### Aim
Rewrite the records from the line holding "One point per instance, written like point(15, 177)" through the line holding "point(70, 66)", inclusive, with "could you provide" changed to "can you give" and everything else left the same.

### Extracted entries
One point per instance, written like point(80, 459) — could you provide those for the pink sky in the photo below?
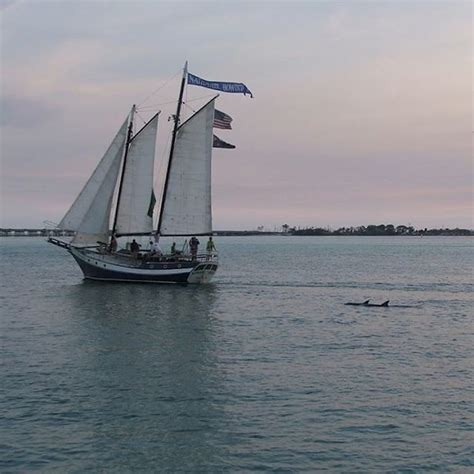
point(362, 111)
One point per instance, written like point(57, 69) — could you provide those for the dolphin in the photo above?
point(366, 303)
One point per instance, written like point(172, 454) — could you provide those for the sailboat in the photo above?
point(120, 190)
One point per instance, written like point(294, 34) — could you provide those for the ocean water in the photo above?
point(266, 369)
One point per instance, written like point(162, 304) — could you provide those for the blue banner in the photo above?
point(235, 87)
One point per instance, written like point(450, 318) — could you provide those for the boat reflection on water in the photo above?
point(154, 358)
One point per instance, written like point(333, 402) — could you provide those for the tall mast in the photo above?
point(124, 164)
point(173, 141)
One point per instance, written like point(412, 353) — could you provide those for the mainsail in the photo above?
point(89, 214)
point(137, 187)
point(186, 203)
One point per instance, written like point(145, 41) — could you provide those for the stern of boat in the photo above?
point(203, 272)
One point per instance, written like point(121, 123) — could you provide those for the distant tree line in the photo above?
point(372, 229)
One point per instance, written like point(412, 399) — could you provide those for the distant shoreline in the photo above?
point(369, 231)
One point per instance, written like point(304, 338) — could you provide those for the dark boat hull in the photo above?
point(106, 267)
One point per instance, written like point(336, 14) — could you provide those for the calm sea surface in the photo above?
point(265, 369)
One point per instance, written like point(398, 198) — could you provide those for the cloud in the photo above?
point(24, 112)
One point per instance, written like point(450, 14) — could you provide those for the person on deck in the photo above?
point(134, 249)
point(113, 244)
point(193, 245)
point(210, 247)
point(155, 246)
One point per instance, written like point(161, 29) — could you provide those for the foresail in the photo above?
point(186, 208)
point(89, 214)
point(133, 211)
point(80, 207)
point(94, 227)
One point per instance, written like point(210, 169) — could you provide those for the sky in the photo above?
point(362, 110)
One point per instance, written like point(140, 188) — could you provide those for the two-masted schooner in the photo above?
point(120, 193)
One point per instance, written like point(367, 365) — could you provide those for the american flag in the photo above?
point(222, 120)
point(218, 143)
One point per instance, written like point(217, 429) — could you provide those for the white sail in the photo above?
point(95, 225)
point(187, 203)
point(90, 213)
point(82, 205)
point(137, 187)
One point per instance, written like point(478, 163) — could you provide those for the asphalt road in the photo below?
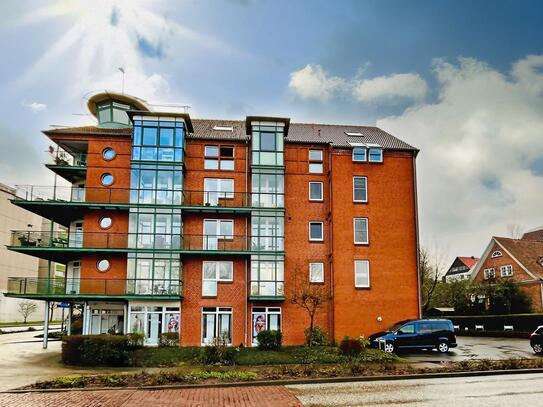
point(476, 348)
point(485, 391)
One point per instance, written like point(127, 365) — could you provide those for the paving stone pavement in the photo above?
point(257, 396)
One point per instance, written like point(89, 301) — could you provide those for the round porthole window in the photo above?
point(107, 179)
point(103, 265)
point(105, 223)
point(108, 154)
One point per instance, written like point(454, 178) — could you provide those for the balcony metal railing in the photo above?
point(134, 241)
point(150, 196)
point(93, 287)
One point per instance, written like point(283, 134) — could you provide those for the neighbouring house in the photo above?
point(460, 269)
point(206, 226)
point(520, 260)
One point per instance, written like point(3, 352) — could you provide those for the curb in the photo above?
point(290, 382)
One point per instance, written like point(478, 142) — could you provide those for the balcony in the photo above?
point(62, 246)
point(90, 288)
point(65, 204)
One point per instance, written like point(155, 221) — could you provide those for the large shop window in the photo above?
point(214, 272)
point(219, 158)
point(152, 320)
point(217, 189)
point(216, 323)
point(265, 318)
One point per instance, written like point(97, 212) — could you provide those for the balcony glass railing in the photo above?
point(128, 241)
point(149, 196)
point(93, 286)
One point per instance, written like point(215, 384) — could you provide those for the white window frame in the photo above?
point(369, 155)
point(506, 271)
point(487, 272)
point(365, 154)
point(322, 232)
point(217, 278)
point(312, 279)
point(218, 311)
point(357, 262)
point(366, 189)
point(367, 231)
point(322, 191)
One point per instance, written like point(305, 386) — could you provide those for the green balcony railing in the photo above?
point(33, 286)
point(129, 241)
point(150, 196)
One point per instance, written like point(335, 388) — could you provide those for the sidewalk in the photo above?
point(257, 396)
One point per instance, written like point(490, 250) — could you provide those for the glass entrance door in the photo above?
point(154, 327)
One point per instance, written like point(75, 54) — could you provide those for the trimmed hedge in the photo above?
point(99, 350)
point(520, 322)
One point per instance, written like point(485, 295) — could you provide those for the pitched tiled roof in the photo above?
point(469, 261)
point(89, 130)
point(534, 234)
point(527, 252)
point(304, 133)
--
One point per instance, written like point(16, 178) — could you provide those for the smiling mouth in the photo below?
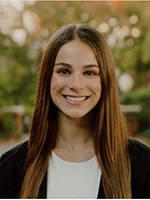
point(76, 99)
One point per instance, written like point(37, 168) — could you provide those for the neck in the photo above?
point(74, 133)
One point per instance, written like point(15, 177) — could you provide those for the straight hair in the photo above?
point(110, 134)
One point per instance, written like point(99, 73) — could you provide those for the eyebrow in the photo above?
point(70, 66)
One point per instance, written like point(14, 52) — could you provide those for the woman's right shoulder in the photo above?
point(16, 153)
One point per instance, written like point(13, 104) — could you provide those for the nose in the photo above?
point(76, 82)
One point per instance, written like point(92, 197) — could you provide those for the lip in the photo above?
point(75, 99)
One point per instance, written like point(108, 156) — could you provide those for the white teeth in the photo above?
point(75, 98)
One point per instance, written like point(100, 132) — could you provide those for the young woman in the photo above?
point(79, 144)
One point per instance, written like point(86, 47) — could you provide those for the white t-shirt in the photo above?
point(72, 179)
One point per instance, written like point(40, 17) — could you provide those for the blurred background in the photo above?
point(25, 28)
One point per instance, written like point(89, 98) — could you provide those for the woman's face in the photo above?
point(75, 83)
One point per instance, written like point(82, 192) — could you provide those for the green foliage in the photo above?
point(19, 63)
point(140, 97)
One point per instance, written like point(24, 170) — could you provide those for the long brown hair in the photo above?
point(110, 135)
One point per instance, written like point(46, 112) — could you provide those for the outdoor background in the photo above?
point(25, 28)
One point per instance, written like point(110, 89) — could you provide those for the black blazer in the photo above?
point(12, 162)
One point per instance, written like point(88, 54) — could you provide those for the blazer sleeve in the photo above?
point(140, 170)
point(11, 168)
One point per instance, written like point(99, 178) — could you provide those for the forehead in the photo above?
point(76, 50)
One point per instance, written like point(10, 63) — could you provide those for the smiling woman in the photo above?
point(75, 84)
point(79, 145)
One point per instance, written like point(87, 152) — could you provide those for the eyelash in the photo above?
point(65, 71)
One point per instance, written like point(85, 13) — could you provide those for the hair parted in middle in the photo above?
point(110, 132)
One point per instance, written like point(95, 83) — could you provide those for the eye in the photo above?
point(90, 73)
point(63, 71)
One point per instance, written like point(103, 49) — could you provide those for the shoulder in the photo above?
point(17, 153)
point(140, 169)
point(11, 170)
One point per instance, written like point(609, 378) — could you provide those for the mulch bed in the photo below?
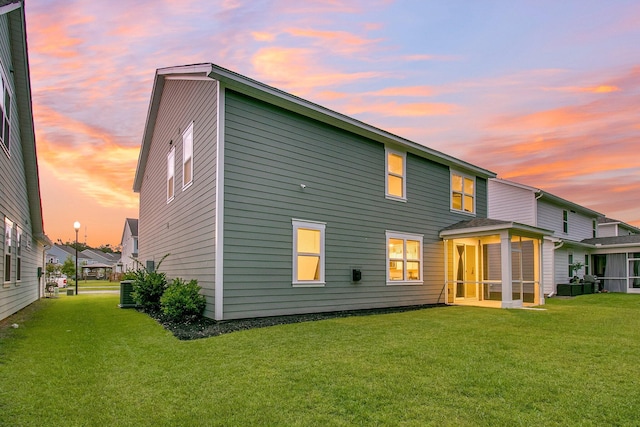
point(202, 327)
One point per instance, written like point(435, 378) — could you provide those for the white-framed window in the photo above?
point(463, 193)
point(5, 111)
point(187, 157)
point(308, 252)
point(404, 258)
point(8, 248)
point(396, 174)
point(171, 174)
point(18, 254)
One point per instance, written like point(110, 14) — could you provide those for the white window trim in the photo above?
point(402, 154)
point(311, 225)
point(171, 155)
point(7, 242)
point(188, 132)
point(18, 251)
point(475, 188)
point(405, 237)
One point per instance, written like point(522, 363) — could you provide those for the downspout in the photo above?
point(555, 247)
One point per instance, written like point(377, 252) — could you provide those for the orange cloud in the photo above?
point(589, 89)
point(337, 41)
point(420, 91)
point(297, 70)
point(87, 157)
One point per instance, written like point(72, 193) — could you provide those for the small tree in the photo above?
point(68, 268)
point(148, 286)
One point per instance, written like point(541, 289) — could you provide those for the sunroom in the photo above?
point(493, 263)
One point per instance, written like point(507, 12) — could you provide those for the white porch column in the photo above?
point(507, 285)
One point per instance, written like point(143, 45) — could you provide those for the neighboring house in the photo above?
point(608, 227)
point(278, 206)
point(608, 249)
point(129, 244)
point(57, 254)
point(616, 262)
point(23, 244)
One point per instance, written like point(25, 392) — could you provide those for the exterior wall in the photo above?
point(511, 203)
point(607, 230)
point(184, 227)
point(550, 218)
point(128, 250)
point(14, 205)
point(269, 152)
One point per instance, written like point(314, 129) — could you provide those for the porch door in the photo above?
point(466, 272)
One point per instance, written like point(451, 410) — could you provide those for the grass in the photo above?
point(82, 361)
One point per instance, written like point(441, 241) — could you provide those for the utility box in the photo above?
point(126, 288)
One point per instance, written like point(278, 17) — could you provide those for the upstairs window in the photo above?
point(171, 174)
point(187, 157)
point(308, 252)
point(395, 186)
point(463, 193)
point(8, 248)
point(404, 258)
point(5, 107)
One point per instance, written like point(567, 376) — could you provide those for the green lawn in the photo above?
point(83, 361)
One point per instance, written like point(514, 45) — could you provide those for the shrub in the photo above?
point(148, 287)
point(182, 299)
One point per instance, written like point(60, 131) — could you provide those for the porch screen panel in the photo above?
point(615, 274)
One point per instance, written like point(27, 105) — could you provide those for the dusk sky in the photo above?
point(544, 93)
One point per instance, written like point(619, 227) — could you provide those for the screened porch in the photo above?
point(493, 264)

### Result for this exercise
One point per instance, written like point(15, 177) — can you give those for the straight hair in the photo above?
point(110, 134)
One point per instance, written like point(99, 73) — can you give those for the eyebrow in the photo above?
point(70, 66)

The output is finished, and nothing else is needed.